• Work required:
Pick out every line in the items below that contains the word "photo" and copy each of those lines in full.

• Dataset:
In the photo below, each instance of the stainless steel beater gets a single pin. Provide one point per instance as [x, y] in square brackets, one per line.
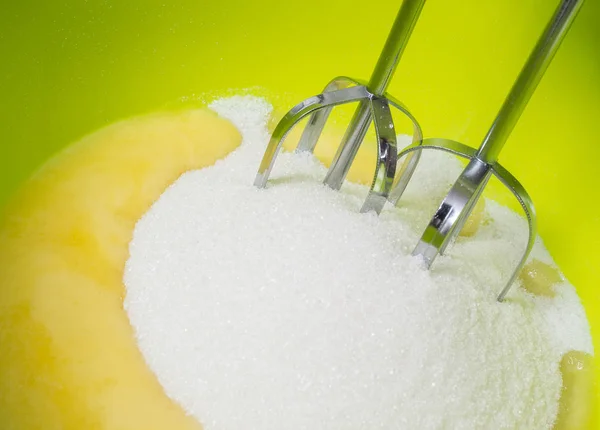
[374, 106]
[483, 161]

---

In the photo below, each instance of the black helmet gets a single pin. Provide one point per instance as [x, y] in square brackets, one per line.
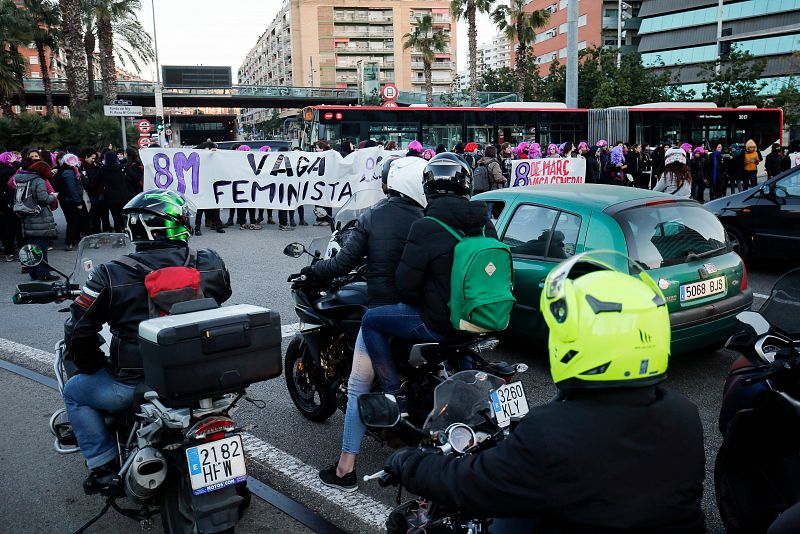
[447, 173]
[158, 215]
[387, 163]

• Exercise output:
In the photo below, each instance of the stainless steel beater gets a single pin. Provide one point per instance as [x, y] in square brackets, one per line.
In the photo below, each instance of the black helmet gets a single pin. Provide one point per instance as [x, y] in square brackets, one per line.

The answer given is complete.